(Data records)
-- Opening Marker --

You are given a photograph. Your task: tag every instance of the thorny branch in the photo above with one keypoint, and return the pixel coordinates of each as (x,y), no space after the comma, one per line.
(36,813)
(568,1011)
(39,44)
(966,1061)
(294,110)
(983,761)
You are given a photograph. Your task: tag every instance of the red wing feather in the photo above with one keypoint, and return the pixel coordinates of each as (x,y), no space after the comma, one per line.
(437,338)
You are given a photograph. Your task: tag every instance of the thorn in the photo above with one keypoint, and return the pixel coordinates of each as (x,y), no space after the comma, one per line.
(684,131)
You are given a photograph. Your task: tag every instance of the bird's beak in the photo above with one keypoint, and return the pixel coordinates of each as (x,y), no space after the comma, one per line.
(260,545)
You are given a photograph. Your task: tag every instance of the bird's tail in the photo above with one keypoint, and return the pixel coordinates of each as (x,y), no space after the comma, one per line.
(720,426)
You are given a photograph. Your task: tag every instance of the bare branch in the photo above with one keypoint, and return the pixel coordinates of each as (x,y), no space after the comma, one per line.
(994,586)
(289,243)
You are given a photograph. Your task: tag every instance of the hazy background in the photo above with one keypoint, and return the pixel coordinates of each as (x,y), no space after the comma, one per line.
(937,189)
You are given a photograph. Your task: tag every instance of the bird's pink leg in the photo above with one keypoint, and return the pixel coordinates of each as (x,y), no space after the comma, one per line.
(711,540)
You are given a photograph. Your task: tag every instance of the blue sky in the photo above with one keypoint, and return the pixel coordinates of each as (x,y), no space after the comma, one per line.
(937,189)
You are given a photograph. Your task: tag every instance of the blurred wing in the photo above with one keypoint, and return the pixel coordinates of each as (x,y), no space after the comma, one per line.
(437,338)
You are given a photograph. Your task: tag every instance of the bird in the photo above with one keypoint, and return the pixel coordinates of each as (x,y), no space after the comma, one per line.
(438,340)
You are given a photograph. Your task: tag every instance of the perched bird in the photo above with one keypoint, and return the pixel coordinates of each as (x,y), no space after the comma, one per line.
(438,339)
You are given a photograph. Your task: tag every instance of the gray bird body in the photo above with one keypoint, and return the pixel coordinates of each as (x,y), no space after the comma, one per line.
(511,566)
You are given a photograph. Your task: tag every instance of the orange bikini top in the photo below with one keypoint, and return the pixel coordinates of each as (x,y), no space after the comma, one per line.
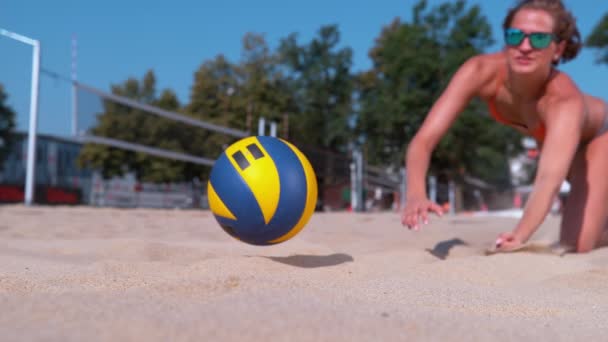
(538,133)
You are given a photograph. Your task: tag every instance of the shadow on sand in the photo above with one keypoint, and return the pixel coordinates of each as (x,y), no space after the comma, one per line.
(313,261)
(442,249)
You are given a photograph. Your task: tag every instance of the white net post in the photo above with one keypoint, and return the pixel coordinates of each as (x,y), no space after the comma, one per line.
(30,180)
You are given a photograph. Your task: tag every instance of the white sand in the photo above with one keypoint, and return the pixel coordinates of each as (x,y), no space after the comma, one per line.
(86,274)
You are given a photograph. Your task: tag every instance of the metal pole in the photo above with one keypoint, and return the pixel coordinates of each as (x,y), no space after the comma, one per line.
(74,89)
(31,148)
(262,126)
(31,154)
(273,129)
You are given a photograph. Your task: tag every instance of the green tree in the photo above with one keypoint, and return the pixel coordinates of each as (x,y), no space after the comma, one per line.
(7,124)
(412,64)
(132,125)
(599,39)
(318,75)
(263,85)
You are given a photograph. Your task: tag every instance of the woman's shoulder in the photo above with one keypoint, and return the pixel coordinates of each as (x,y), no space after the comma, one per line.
(488,69)
(561,87)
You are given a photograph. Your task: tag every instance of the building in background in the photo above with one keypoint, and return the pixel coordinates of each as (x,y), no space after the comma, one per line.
(59,180)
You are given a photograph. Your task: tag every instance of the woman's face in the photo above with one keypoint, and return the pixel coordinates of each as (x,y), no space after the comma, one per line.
(532,53)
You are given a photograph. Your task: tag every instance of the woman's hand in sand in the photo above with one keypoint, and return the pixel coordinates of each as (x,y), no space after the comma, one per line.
(508,241)
(416,210)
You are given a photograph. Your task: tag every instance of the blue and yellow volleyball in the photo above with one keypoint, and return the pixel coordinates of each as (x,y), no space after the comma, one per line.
(262,190)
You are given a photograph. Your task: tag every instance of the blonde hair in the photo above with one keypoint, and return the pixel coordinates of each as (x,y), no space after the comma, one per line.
(565,28)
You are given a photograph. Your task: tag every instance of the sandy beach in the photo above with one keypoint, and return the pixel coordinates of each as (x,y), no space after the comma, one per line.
(96,274)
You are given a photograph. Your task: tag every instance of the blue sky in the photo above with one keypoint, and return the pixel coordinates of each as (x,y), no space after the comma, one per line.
(122,39)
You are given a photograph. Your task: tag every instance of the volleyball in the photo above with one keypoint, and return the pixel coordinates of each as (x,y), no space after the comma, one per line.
(262,190)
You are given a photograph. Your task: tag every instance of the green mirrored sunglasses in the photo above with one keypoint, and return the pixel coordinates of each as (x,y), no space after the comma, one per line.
(538,40)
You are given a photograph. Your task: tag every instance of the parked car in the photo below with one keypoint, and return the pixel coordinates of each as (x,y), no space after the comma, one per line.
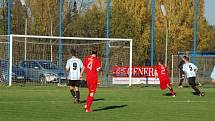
(17,73)
(43,71)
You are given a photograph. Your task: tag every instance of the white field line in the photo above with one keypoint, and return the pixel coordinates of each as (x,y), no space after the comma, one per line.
(68,101)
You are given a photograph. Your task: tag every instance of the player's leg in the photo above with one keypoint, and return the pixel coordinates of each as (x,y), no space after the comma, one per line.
(169,85)
(192,83)
(77,92)
(71,85)
(89,102)
(92,90)
(181,79)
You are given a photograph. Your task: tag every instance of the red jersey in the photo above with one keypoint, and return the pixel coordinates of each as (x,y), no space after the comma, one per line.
(162,72)
(92,66)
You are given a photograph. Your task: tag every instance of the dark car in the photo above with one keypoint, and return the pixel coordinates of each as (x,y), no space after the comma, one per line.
(42,71)
(17,73)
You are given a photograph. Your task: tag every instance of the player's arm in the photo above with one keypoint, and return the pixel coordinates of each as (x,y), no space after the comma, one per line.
(67,66)
(155,73)
(195,68)
(82,71)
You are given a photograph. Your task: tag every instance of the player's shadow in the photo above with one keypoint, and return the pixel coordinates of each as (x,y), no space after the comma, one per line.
(100,99)
(110,107)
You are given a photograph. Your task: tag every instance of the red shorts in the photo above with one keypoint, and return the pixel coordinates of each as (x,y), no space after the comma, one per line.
(164,83)
(92,85)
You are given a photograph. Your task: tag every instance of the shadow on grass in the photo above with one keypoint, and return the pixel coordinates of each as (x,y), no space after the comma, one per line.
(110,107)
(84,101)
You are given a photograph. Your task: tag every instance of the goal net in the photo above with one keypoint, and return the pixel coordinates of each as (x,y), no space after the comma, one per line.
(205,61)
(41,60)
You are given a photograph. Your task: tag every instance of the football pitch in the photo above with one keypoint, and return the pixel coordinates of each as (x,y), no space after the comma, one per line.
(50,103)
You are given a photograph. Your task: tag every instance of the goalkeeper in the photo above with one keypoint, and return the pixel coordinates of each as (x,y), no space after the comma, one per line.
(162,73)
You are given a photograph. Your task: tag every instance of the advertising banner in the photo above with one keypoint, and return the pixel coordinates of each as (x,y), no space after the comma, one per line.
(140,75)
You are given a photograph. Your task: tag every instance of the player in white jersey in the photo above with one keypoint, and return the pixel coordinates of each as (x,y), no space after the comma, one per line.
(190,71)
(74,66)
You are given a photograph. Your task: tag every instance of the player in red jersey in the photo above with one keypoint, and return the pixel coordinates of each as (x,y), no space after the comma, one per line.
(92,65)
(162,73)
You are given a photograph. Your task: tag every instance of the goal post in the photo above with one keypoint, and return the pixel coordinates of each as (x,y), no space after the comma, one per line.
(32,47)
(205,62)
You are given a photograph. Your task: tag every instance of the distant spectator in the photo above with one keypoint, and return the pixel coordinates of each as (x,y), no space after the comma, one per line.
(213,75)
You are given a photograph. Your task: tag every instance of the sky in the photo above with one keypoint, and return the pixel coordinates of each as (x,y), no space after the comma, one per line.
(210,11)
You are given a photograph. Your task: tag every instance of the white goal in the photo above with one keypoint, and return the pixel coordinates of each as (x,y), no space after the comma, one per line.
(41,59)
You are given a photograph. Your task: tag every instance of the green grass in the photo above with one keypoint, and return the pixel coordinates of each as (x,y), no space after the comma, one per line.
(36,103)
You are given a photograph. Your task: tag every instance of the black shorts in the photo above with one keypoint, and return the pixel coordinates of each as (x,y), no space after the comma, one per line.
(74,83)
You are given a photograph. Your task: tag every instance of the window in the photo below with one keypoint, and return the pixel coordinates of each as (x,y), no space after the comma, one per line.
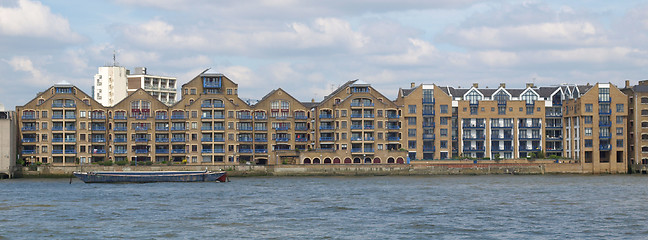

-- Closing Marker --

TASK OBJECTIVE: A verbatim copy is needed of the lines running from the line with "the white goal" to the end of the data above, both included. Keep the pictures out of it.

TASK RESPONSE:
You are given a photograph. Your task: tag every instance of the white goal in the photo above with one keypoint, and return the pixel coordinates of each as (x,y), no space after the comma, one per line.
(41,59)
You are given a photograph. Your task: tag every instance of the green grass in the photo above with one keypoint, and return the pixel coordinates of each as (x,y), no space after the comma, one per line.
(36,103)
You are given a photograph. Your task: tag every instance of the black shorts in the photo above with one keypoint, and return the pixel coordinates of each as (x,y), no space after the comma, one per line.
(74,83)
You are given a photograph. Your task: tag every instance of the window in the photo below with one keypoint, and return the pixel coordinates of each as (x,y), no space after the comma, one per line.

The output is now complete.